Exercise task: Can you retype every record below exactly as written?

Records
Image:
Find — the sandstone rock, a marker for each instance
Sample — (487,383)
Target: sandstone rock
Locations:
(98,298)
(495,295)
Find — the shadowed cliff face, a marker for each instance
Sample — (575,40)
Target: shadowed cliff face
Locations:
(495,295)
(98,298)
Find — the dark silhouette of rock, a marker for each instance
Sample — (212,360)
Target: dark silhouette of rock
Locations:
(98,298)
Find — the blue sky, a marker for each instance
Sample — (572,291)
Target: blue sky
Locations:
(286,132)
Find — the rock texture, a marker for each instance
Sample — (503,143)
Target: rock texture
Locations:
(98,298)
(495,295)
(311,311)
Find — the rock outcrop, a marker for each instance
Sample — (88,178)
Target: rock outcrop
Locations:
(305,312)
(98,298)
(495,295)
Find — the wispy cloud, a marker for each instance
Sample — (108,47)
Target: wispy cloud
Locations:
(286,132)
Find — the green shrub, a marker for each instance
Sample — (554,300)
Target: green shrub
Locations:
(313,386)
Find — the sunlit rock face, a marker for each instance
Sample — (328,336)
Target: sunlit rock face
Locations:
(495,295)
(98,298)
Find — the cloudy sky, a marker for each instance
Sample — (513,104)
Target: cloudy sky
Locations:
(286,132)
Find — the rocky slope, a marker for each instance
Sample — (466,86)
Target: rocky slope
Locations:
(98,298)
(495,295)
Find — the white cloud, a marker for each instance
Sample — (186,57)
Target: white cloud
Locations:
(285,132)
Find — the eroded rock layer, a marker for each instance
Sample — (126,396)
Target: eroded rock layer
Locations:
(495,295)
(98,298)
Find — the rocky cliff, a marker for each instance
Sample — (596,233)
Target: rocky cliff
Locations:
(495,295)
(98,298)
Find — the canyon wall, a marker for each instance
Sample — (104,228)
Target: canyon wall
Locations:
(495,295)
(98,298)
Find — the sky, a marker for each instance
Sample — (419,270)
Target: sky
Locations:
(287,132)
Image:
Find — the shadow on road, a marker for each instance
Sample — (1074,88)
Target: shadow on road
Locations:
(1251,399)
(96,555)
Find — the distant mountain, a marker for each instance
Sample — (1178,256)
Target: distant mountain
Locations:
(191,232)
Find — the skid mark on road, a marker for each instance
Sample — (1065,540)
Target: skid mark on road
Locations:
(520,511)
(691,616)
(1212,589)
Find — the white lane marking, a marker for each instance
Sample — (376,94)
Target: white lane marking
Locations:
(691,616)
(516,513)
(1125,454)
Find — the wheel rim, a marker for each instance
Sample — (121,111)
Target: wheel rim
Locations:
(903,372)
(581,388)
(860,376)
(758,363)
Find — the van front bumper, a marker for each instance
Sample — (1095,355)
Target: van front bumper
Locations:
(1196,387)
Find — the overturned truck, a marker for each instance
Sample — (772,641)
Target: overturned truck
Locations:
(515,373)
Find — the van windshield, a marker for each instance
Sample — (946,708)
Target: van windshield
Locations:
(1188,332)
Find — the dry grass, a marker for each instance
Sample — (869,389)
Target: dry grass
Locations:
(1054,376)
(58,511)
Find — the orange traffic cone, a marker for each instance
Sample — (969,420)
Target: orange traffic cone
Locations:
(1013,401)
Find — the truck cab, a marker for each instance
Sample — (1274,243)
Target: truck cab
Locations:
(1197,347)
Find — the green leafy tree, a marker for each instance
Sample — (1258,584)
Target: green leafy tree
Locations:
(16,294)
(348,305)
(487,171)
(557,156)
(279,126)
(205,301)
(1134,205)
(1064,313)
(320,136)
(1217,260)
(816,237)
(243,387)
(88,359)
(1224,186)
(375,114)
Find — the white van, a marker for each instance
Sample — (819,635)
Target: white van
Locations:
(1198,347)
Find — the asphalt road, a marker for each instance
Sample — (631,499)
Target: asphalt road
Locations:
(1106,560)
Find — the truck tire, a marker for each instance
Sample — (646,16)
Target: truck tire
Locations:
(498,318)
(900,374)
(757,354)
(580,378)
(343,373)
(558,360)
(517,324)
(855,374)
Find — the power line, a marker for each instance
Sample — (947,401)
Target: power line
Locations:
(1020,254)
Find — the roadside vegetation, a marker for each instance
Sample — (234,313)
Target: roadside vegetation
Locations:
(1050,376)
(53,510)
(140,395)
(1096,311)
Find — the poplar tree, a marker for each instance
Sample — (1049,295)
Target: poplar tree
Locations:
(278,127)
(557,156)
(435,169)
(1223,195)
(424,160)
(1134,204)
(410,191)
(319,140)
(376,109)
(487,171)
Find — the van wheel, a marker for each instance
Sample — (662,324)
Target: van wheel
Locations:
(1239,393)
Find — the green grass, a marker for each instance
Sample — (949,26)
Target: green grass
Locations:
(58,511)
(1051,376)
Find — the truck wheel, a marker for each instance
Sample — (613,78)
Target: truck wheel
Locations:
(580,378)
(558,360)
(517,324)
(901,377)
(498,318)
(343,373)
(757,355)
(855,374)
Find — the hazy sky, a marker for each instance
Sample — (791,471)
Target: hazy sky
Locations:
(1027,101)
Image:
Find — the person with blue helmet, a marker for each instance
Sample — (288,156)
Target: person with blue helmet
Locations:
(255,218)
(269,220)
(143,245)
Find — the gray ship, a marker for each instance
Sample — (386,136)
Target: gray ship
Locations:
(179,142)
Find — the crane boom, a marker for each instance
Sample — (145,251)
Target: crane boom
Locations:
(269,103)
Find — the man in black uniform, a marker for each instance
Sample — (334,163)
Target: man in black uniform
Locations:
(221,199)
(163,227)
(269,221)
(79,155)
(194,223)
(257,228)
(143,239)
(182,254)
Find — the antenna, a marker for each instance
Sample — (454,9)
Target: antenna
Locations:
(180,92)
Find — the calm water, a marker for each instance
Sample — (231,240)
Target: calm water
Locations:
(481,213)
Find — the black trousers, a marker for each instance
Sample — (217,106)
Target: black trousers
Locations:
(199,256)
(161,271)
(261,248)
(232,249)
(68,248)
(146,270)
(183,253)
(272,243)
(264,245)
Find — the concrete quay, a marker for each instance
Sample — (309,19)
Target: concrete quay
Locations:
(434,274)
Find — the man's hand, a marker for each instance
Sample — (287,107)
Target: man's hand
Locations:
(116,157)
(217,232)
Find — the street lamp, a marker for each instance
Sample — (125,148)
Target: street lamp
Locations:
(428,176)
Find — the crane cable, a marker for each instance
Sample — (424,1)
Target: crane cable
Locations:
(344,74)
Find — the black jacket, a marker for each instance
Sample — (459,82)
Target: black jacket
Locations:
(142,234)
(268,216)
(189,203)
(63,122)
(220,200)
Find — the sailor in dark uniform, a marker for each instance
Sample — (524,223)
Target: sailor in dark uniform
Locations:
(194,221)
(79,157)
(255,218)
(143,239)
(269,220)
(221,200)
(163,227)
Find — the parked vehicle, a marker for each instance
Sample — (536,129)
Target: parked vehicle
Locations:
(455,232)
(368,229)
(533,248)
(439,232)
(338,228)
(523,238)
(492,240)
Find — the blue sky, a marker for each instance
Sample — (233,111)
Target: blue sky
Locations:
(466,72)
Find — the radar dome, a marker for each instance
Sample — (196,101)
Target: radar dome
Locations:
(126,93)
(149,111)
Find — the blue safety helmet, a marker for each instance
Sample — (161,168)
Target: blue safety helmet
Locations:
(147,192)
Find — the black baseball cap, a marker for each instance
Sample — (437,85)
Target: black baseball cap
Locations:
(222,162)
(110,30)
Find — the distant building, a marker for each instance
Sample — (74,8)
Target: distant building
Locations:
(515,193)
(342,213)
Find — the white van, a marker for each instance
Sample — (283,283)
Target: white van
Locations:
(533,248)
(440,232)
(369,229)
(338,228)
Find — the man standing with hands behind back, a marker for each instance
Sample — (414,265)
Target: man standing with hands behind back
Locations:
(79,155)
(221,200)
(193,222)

Result of the task:
Image:
Find — the sandstone rock, a marker for each instance
Sample — (487,383)
Target: sandstone rock
Locations:
(98,298)
(495,295)
Find — the shadowed cliff face, a marker for each instance
Sample — (575,40)
Target: shadowed cliff face
Locations:
(495,295)
(98,298)
Find — the dark silhouette of rock, a marker for each instance
Sample — (212,360)
Target: dark silhouette of rock
Locations:
(98,298)
Find — the blue sky, a marker for each instance
Sample — (572,291)
Target: blue sky
Locations:
(286,132)
Find — the rock texture, a marker for each instance
Sample — (503,143)
Target: rock texture
Locations:
(98,298)
(495,295)
(311,311)
Find — the rock outcrop, a marker for each instance
Sample — (88,178)
Target: rock outcrop
Locations:
(305,312)
(98,298)
(495,295)
Find — the wispy cloud, a marker for each instance
Sample — (108,47)
Target: wispy cloud
Locations:
(286,132)
Find — the green shrub, a marker for each instance
Sample — (554,300)
Target: green shrub
Locations:
(313,386)
Find — the sunlit rock face, a marker for each instance
Sample — (328,336)
Target: sunlit rock face
Locations:
(495,295)
(98,298)
Find — the cloudy sky, a marker for each instance
Sample — (513,104)
Target: cloudy sky
Locations:
(286,132)
Find — the rocky slope, a marker for each instance
Sample — (466,86)
Target: rocky slope
Locations:
(98,298)
(495,295)
Find — the white cloud, a marker for each instance
Sample — (186,57)
Target: white cloud
Locations:
(285,132)
Find — the eroded rock layer, a marker for each instance
Sample — (126,396)
Target: eroded rock layer
Locations:
(495,295)
(98,298)
Find — the rocky cliff, a marker for each instance
Sample — (596,233)
Target: rocky cliff
Locations:
(495,295)
(98,298)
Find — the canyon wall, a marker for each instance
Sample — (104,228)
Target: canyon wall
Locations:
(495,295)
(98,298)
Find — the sky, a marker for each instance
Sample — (419,270)
Target: sky
Locations:
(287,132)
Image:
Find — the shadow on road, a marker for each instance
Sample — (1074,88)
Target: shadow on road
Locations:
(1251,399)
(96,555)
Find — the distant mountain, a marker for each instance
Sample — (1178,256)
Target: distant mountain
Locations:
(191,232)
Find — the skid mark on road, a marker for each instance
Sample — (1065,540)
Target: skid mark on road
Locations:
(520,511)
(691,616)
(1212,589)
Find — the white lane marking, a marker for each instance
Sample — (376,94)
Target: white lane marking
Locations:
(691,616)
(516,513)
(1125,454)
Find — the wheel rim, a marker for each instance
Sample — (121,111)
Target: wheel rim
Locations:
(903,372)
(581,388)
(860,376)
(758,363)
Find — the van front bumper, a marker for each instance
Sample — (1095,355)
Target: van front bumper
Locations:
(1196,387)
Find — the overturned truck, a marker for each instance
Sample — (772,641)
Target: overturned truck
Locations:
(515,373)
Find — the van windshield, a marker for each instance
Sample — (946,708)
Target: van windshield
Locations:
(1188,332)
Find — the dry grass, a marker for each instance
Sample — (869,389)
Target: dry grass
Locations:
(1054,376)
(58,511)
Find — the orange traffic cone, a marker for each instance
Sample — (969,420)
Target: orange traffic cone
Locations:
(1013,401)
Find — the truck cab, a marker for each instance
Sample — (1274,243)
Target: truck cab
Locations:
(1197,347)
Find — the green leafy tree, a marker for each instance
Sample — (1258,584)
Target: green leafy tree
Locations:
(16,294)
(348,305)
(487,171)
(557,156)
(279,126)
(205,301)
(1134,205)
(1064,313)
(320,136)
(1217,260)
(816,237)
(243,387)
(88,359)
(1224,186)
(375,114)
Find — the white van, a marker for each instance
Sample — (819,635)
Target: white van
Locations:
(1198,347)
Find — the asphalt road, a marker for each instance
Sample — (631,499)
Target: asphalt road
Locations:
(1106,560)
Find — the truck tire, a marker for each instance
Sample — (646,16)
Target: truck tire
Locations:
(498,318)
(900,374)
(757,354)
(580,378)
(343,373)
(558,360)
(517,324)
(855,374)
Find — the power line, a marker for each instance
Sample — (947,401)
Target: power line
Locations:
(1020,254)
Find — the roadside vegetation, a marker for each instance
Sample — (234,313)
Target: roadside vegetation
Locations:
(1050,376)
(53,510)
(140,395)
(1096,311)
Find — the poplar tree, a marker for each instance
Sample — (1049,295)
Target: poplar tree
Locations:
(278,127)
(557,156)
(435,169)
(1223,195)
(424,160)
(1134,204)
(410,191)
(319,140)
(376,109)
(487,171)
Find — the van wheel, a marker for each instance
Sample — (662,324)
Target: van wheel
Locations:
(1239,393)
Find — the green grass, a marker for each instance
Sample — (949,26)
Target: green grass
Locations:
(58,511)
(1051,376)
Find — the truck wheel, a marker for each instance
Sample — (613,78)
Target: truck wheel
Locations:
(580,378)
(558,360)
(517,324)
(901,377)
(498,318)
(343,373)
(757,355)
(855,374)
Find — the hazy sky, a marker for each instance
Sample — (791,471)
Target: hazy sky
Locations:
(1027,101)
Image:
Find — the person with blue helmet, a marker for each instance
Sample — (288,156)
Target: person with blue helmet
Locations:
(255,218)
(269,220)
(143,245)
Find — the gray ship, a marker for each instance
Sample — (386,136)
Target: gray ship
Locations:
(179,142)
Find — the crane boom, a marker for each instance
Sample — (145,251)
Target: crane boom
Locations:
(269,103)
Find — the man in black uniform, a marker for each instance
Sample — (334,163)
Target: man in black uniform
Locations:
(221,199)
(163,227)
(269,221)
(79,155)
(194,223)
(257,228)
(143,239)
(182,254)
Find — the antenna, a marker for each instance
Sample — (454,9)
Target: antenna
Locations:
(180,92)
Find — the calm water, a marker for each instance
Sample — (231,240)
Target: calm water
Locations:
(481,213)
Find — the black trousers, a marker for each instance
Sample — (217,106)
Target: black trousers
Locations:
(199,256)
(161,271)
(261,248)
(232,249)
(68,248)
(146,270)
(183,253)
(272,243)
(264,245)
Find — the concrete quay, a marker for each instance
Sample — (309,19)
Target: concrete quay
Locations:
(434,274)
Find — the man's hand, a marker for each instance
Sample — (287,107)
Target: man's hand
Locations:
(116,157)
(217,232)
Find — the street lamp, a marker for each instance
Sample — (125,148)
Target: street lamp
Locations:
(428,176)
Find — the crane cable, a marker for each instance
Sample — (424,1)
Target: crane cable
Locations:
(344,74)
Find — the black jacket, a marker for each instance
Sample — (459,82)
Target: black jacket
Locations:
(142,234)
(268,216)
(189,203)
(63,122)
(220,200)
Find — the sailor in dark uniform, a marker for each instance
Sample — (524,223)
Target: sailor in dark uniform
Locations:
(194,221)
(79,157)
(255,218)
(143,239)
(269,220)
(221,200)
(163,227)
Find — the parked vehicle, a marker for each instance
Sample — (536,129)
Target: parked vehicle
Locations:
(455,232)
(368,229)
(533,248)
(439,232)
(338,228)
(523,238)
(492,240)
Find — the blue sky, a marker for each instance
Sample — (233,111)
Target: blue sky
Locations:
(466,72)
Find — the radar dome, a marker for each instance
Sample — (196,101)
Target: radar dome
Locations:
(126,93)
(149,111)
Find — the blue safety helmet, a marker for each instance
Sample — (161,168)
Target: blue safety helmet
Locations:
(147,192)
Find — the black baseball cap, a marker for each instance
Sample — (437,85)
Target: black baseball cap
Locations:
(222,162)
(110,30)
Find — the distant building, a marker for each instance
Sample — (74,8)
Target: distant building
Locations:
(515,193)
(342,213)
Find — the white van, a marker for each instance
Sample — (283,283)
Target: white van
Locations:
(533,248)
(440,232)
(369,229)
(338,228)
Find — the man standing with hands behind back, a marker for each instance
Sample — (414,265)
Target: man standing with hands behind back
Locations:
(79,155)
(221,200)
(193,222)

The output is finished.